> Exercise goal
Copy the data from the line that has "Box every cream colored dog you can see." through the line that has "Box every hanging string you can see.", putting "spot" in place of "freckle" and changing nothing else.

> The data
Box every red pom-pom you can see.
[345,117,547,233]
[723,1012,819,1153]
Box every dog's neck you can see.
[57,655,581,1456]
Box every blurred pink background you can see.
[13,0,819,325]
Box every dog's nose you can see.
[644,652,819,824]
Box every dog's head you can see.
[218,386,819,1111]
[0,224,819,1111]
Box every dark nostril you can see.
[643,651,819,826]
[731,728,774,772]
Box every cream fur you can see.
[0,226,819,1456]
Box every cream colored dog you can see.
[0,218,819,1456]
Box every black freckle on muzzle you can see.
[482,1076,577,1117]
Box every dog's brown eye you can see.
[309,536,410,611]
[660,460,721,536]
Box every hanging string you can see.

...

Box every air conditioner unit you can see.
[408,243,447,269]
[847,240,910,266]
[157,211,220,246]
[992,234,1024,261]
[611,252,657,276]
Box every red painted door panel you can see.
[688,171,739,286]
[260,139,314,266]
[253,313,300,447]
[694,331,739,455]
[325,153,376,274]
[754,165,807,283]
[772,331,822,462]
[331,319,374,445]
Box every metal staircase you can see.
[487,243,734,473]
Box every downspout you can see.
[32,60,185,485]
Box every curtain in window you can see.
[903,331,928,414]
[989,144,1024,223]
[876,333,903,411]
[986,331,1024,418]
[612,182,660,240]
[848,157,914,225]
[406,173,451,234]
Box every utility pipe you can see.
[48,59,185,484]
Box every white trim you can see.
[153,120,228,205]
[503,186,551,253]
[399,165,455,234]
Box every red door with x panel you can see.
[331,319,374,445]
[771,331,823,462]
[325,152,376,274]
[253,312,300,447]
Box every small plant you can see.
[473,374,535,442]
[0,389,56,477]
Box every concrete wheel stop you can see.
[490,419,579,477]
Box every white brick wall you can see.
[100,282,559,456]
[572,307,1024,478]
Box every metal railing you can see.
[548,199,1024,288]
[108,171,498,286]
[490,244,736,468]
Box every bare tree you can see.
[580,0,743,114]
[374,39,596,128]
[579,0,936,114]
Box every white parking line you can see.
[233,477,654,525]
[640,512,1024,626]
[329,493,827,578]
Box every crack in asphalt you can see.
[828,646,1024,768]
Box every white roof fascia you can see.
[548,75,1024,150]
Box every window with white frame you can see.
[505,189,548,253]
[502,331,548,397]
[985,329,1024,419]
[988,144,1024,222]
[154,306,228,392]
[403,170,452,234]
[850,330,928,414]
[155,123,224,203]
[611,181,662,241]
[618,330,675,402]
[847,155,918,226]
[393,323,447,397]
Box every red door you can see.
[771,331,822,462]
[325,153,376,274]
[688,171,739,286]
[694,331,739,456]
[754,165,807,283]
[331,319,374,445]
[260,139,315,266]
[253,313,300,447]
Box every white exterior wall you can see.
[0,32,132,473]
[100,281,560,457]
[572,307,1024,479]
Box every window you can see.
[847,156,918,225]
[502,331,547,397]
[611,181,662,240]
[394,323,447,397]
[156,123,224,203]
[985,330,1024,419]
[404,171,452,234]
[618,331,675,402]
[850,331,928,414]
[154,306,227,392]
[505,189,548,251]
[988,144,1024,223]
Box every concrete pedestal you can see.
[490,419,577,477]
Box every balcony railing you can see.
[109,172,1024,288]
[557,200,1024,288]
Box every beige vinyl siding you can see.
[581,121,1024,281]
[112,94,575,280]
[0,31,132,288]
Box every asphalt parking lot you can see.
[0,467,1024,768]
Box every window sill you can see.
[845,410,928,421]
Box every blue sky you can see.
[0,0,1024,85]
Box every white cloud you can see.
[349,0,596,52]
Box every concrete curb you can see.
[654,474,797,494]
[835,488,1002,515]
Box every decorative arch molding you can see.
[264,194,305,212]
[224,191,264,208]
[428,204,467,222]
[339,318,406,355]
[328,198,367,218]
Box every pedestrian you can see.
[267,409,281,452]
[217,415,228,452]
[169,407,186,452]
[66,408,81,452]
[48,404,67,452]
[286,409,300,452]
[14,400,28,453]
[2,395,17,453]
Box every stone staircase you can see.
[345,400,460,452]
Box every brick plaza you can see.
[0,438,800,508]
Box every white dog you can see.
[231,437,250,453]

> The reply
Box every cream colored dog you can see.
[0,218,819,1456]
Box every black spot on muzzle you can see.
[482,1076,577,1117]
Box every dog's brown eye you can see.
[309,536,410,611]
[660,460,721,536]
Box every hanging string you can see.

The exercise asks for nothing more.